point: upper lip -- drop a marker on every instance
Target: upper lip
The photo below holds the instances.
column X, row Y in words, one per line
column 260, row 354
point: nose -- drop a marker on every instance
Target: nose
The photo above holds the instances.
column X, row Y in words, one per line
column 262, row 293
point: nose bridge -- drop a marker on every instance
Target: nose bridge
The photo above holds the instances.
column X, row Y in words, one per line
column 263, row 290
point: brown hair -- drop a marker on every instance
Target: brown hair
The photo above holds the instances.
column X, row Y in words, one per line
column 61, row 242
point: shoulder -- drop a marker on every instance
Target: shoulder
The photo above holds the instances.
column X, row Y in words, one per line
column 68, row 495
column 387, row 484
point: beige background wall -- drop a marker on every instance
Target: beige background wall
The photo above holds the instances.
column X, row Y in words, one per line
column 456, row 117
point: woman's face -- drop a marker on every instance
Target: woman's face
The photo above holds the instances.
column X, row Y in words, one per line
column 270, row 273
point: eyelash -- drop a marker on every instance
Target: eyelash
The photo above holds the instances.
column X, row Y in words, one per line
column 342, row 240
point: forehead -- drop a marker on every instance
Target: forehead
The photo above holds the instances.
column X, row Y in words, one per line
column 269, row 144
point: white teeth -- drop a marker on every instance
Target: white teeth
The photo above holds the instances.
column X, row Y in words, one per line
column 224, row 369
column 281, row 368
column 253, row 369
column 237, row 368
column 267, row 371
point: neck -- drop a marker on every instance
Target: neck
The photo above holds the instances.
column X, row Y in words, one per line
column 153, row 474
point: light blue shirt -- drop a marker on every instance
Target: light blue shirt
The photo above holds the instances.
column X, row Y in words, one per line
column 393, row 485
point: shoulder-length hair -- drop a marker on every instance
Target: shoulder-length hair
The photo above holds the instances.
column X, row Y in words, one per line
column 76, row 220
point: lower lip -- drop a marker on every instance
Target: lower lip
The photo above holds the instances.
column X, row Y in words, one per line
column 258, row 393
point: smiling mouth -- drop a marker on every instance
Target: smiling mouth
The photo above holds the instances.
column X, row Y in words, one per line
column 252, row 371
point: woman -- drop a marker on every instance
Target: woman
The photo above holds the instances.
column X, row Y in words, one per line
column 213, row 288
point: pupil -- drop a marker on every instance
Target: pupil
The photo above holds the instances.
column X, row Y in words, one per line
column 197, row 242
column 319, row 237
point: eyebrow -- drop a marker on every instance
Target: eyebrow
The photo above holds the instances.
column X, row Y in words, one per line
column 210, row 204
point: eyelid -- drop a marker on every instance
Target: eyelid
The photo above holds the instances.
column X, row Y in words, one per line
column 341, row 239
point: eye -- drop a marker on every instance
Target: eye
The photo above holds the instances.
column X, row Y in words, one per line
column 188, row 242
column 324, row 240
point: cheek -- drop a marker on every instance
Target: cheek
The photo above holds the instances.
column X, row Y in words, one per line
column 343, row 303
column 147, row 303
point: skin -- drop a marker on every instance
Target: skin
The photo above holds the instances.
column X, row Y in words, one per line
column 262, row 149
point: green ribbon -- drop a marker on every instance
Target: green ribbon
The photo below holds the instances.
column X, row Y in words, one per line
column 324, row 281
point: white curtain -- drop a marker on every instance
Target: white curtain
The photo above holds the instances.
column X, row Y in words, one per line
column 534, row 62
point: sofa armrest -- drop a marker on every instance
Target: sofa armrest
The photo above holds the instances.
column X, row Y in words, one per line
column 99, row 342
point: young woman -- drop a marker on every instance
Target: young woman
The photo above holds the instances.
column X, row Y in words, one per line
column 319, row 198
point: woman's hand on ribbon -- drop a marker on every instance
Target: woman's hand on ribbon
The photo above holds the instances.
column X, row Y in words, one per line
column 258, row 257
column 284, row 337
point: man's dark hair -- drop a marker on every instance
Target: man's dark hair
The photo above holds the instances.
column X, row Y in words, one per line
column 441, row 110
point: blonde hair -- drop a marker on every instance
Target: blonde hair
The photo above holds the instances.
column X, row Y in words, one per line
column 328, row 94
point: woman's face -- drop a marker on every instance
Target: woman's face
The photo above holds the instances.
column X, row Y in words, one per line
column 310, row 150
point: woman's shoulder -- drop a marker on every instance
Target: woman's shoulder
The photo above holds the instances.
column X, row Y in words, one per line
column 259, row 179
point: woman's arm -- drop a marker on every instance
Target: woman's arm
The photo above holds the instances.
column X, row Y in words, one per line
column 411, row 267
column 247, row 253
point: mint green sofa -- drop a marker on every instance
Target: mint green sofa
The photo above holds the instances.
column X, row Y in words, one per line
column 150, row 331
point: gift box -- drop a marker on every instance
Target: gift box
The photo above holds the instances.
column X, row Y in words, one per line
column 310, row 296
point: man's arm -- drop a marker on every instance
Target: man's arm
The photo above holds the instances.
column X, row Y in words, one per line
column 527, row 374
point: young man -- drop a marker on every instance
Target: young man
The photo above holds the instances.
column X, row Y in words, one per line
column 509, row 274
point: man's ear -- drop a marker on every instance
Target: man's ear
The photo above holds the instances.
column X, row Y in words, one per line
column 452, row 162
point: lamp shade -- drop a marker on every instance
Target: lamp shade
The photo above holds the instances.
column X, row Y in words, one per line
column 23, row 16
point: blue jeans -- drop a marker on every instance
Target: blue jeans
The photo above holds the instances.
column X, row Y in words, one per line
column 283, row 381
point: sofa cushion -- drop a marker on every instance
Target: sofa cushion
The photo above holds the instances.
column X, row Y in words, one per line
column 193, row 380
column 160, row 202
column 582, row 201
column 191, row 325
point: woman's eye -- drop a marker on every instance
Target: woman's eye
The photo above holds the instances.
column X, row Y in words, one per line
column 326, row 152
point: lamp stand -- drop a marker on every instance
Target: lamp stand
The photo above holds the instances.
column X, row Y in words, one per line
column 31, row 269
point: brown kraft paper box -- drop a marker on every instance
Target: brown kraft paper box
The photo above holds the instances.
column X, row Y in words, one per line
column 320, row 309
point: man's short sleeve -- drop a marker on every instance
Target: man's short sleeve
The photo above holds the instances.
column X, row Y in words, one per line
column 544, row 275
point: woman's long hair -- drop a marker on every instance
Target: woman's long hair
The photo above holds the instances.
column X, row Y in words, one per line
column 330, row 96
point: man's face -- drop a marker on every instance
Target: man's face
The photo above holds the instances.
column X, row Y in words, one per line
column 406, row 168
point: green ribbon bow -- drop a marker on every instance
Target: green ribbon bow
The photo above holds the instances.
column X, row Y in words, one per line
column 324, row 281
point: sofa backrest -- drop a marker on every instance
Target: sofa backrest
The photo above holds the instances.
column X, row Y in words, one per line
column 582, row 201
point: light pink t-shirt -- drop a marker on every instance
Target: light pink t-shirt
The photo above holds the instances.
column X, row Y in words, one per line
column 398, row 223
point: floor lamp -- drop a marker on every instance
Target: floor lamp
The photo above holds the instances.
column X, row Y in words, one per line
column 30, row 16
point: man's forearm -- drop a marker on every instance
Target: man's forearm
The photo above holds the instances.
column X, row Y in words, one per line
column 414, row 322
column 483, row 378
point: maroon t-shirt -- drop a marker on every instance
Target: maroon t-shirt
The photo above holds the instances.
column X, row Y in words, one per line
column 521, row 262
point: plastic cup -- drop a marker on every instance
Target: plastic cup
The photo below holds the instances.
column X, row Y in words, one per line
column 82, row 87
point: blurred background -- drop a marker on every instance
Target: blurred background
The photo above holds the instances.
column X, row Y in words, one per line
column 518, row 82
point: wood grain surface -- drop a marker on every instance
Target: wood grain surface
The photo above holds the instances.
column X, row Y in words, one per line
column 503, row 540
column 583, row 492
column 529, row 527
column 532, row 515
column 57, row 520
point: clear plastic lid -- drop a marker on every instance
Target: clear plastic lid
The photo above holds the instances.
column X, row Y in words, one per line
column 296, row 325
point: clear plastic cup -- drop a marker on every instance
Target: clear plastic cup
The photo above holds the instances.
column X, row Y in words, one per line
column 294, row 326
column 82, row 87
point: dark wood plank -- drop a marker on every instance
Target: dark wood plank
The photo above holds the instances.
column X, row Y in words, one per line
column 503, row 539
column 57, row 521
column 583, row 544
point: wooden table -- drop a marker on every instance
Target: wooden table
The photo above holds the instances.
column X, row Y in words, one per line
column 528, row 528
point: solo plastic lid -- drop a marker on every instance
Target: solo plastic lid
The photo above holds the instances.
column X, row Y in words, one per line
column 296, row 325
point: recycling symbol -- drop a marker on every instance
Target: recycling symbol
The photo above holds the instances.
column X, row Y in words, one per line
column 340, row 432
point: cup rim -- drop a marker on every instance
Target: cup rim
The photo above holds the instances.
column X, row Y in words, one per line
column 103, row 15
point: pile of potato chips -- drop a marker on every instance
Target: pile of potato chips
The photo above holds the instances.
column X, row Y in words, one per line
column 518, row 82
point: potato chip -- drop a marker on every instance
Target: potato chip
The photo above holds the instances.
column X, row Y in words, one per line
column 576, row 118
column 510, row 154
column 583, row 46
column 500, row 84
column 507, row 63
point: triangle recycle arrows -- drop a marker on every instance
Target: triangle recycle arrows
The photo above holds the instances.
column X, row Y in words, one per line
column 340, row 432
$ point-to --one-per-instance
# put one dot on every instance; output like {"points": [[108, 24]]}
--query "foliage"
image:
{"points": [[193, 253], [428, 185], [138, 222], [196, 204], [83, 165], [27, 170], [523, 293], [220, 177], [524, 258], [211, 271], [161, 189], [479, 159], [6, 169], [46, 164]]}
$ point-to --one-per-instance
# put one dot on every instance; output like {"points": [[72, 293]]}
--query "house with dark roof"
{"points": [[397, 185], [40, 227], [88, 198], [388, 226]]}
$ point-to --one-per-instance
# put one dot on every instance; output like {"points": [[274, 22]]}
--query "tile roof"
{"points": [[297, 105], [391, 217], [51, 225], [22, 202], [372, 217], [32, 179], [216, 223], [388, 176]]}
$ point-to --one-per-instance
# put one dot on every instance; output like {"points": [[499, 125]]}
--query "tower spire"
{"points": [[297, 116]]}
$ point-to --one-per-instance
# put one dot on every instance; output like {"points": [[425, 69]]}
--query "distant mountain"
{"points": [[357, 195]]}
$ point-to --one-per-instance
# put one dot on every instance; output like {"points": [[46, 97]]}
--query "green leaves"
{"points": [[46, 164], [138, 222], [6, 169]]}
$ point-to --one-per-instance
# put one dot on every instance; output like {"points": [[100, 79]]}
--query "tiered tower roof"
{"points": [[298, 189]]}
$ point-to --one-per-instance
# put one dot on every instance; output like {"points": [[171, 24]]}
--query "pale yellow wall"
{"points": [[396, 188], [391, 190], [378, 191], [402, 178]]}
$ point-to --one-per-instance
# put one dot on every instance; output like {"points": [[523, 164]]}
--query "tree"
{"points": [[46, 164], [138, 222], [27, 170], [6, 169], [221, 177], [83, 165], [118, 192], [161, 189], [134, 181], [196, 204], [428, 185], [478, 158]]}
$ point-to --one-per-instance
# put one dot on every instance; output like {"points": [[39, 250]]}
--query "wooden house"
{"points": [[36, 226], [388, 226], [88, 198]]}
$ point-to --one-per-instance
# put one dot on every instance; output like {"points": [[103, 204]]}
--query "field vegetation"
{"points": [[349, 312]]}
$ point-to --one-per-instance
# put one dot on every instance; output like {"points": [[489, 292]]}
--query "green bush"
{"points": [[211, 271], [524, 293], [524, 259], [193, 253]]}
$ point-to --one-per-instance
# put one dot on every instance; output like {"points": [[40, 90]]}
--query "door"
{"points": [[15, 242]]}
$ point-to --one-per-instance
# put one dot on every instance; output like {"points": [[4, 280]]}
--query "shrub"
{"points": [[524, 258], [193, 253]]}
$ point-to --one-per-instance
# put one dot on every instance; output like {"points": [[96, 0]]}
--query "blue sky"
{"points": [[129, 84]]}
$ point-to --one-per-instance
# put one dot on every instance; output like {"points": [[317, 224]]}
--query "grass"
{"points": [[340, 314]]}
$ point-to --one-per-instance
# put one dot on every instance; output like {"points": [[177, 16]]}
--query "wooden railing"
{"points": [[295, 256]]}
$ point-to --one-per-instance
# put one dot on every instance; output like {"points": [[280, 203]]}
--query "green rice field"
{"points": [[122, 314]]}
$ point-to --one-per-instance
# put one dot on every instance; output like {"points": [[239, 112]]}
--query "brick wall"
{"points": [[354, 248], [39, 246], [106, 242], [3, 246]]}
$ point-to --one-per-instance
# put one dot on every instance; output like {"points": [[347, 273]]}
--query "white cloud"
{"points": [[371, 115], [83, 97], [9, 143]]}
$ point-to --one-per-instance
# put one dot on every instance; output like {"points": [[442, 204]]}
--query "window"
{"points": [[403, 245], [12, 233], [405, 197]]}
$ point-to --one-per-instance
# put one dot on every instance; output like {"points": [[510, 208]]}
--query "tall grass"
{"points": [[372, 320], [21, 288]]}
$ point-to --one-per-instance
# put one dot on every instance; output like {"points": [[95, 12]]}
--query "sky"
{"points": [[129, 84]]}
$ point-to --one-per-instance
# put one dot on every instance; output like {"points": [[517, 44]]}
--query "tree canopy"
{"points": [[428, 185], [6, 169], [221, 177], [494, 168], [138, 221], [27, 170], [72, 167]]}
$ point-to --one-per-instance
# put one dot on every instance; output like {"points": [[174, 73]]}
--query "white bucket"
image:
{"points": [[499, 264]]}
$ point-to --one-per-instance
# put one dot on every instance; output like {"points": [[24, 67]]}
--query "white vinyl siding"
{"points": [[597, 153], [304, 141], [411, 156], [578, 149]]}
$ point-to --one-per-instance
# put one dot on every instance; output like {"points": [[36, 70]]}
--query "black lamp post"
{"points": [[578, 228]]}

————————

=== What to work on ===
Turn the data lines into a Markdown table, starting at the line with "point: woman's shoulder" and ending at the line with "column 259, row 179", both included. Use two columns, Number and Text: put a running count in Number and the line itself in Text, leaving out any blank lines.

=== Task solution ===
| Number | Text |
|---|---|
| 1 | point: woman's shoulder -- drop a marker on every instance |
| 2 | Target: woman's shoulder |
| 3 | The photo above holds the instances. |
| 4 | column X, row Y in words, one per line |
| 5 | column 259, row 179 |